WRITTEN INSTRUCTION = In the provided text, what kind of game was the writer attending with scouts and team officials in the fall of 2007?

PROVIDED TEXT =
Back in the fall of 2007, I was sitting with a few scouts and various team officials at an instructional league game, and I was open-eared to some their criticism of the scouting and player development coverage found on the internet. Specific to my work at the time, the Rangers prospect content I was producing offered very little substance to anybody outside of casual minor league fans, and the opinions I put forth on my boutique site weren’t taken seriously by the industry. I always wanted to write scouting reports—the kind of reports that my heroes in the stands would construct and submit, the kind of reports that offered far more significance than the surface player interviews or simple field observations I was producing. But I lacked the necessary skill-set to pull off such a scouting endeavor, so I chose not to fake it and continued with the primitive prospect work I was familiar and comfortable with.
Fast-forward a year and those backfield criticisms of my work still hung around my neck like a noose of inadequacy, and I wanted to prove to myself and to others that I could identify talent on a field and document those findings to an audience. With the help of the same scouts that had chopped me in half the previous year, I started to produce scouting-scale reports on the prospects I was watching on the backfields, first sending them to industry sources to stand on their firing line and then dropping them on the readers of my site. I was sashimi-level raw and over my head with the proper application of the scale and the terminology involved, but I had found my true passion in life, and I knew how I wanted to sculpt and deliver minor league content going forward.

(Dataset excerpt)
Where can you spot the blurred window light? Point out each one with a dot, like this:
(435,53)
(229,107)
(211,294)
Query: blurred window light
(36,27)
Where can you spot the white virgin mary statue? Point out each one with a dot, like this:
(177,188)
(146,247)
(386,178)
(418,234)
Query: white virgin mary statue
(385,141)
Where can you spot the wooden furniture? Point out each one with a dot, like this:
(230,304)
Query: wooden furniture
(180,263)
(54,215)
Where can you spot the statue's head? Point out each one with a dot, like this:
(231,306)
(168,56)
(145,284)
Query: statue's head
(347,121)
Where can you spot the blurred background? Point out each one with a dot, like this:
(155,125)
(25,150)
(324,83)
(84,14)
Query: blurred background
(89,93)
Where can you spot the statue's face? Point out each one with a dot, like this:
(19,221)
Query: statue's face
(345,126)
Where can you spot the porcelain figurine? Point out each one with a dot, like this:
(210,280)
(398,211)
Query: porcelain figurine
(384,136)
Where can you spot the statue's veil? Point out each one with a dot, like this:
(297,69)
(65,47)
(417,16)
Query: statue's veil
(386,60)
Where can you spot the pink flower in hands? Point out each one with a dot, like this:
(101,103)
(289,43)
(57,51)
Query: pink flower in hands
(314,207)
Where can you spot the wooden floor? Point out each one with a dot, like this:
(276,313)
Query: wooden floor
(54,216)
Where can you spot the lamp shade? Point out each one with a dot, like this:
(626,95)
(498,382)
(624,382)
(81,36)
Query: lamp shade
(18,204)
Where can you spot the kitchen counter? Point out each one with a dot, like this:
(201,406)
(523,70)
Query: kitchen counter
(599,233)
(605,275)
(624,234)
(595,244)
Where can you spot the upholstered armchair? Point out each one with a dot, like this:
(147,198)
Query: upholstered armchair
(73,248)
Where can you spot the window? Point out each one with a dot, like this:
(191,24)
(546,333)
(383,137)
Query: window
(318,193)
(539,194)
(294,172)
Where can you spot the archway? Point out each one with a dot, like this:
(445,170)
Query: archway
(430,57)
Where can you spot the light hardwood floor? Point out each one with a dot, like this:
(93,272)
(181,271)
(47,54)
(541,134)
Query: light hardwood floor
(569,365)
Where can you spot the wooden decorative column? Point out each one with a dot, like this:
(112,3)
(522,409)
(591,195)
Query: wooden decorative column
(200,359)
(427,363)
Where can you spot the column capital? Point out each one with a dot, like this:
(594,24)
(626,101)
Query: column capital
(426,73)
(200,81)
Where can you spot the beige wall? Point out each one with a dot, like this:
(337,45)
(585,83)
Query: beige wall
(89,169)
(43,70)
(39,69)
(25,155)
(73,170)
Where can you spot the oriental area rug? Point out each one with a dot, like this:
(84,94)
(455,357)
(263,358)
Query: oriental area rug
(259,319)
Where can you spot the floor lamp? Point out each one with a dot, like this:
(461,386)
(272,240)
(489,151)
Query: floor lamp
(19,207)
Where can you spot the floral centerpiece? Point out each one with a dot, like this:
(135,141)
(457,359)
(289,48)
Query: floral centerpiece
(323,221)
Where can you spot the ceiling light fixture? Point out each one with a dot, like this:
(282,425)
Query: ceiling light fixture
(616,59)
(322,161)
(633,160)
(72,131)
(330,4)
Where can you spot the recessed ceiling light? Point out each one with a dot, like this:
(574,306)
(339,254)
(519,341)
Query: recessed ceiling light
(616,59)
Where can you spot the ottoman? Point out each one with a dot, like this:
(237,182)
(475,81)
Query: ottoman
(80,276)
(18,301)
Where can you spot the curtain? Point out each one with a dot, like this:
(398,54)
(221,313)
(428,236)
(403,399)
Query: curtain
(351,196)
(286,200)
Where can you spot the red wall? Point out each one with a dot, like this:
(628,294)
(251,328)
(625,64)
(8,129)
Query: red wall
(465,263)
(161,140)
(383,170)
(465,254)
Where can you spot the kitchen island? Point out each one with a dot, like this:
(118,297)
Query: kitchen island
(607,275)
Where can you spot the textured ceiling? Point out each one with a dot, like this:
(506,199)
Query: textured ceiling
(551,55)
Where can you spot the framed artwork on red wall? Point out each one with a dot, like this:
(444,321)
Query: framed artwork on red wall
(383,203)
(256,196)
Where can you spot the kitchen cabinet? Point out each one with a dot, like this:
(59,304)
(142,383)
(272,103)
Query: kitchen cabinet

SOLUTION TO THE EXERCISE = An instructional league game.